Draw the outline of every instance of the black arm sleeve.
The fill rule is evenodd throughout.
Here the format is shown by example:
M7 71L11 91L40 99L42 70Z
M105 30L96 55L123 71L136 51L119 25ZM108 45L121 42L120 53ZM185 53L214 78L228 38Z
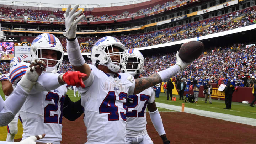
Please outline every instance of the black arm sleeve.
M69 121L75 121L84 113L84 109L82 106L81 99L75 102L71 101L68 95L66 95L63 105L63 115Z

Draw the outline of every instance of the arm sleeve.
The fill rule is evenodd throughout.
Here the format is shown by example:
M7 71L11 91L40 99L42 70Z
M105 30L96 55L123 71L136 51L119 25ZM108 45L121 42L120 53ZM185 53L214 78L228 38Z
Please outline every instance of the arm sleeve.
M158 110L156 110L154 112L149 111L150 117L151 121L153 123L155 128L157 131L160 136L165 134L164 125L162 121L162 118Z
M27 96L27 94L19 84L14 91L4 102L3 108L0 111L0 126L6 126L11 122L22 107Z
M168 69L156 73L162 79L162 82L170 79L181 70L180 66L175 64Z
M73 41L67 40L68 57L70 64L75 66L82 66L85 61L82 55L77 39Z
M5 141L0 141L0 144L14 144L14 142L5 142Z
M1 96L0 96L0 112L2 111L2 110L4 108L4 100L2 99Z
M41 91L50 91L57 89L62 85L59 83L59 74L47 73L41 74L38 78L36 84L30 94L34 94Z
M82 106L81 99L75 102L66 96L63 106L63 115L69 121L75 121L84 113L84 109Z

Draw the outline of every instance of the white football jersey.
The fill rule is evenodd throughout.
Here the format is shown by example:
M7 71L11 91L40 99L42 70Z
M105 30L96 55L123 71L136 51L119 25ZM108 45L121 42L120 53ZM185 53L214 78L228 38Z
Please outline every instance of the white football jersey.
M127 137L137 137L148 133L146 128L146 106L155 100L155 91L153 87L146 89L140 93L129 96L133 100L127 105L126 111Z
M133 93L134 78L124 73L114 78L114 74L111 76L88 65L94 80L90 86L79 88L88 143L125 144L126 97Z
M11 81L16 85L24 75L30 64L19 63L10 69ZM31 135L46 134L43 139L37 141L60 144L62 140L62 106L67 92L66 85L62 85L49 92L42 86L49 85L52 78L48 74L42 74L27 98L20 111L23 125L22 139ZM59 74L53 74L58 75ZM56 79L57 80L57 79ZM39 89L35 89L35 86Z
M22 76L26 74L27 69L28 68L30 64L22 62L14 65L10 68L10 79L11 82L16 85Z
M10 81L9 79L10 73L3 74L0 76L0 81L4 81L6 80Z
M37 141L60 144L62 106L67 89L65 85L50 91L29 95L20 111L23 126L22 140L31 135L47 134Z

...

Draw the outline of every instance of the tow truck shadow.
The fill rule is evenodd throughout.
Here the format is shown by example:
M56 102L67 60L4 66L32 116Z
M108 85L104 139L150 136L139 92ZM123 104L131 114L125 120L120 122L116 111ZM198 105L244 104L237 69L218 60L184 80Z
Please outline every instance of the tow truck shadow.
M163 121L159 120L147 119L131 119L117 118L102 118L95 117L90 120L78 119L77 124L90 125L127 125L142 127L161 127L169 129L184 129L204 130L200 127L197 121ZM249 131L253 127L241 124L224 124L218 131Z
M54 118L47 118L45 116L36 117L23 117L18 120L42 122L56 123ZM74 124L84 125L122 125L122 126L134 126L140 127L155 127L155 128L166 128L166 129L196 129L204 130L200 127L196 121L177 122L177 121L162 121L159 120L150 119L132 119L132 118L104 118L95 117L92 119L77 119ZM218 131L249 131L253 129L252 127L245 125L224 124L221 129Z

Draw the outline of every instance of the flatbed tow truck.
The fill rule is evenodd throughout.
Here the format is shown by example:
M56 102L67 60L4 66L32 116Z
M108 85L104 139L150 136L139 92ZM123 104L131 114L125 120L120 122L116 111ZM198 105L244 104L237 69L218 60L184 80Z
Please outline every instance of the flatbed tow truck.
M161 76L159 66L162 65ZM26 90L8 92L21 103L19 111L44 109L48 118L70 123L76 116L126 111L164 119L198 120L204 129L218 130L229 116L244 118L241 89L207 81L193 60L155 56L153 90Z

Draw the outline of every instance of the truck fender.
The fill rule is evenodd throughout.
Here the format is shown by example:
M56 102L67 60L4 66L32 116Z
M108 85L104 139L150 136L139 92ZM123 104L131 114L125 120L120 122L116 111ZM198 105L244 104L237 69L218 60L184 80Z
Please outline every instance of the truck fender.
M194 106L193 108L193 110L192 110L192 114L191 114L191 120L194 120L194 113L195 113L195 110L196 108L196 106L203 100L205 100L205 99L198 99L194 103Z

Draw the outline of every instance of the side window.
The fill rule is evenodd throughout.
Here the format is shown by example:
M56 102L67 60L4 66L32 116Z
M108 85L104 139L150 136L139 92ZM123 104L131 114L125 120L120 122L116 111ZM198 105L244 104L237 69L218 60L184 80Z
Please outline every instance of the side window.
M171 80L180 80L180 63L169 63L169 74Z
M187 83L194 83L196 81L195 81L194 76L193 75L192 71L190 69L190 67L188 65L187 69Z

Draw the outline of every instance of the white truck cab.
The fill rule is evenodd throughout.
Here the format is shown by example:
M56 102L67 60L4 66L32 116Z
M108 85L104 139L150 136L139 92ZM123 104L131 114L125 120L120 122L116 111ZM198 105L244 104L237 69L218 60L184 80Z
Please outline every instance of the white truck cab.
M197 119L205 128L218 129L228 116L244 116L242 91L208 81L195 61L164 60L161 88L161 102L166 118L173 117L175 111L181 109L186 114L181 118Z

■ GIVEN INSTRUCTION: Recast the entries starting at the line containing "Draw the outline of every instance of the tow" and ending at the line containing "Please outline every instance of the tow" as a Markdown table with columns n and Line, one row per line, leaving out blank lines.

■ RESPONSE TO THIS TASK:
| n | Line |
|---|---|
| 1 | Draw the outline of every instance of the tow truck shadow. |
| 2 | The fill rule is evenodd throughout. |
| 3 | Here the format is shown by example: |
| 4 | M56 102L67 60L4 66L32 116Z |
| 5 | M108 85L104 139L150 136L139 92ZM123 104L131 114L125 120L120 122L116 111ZM198 105L244 104L237 69L218 60L184 80Z |
| 6 | Please outline every instance of the tow truck shadow. |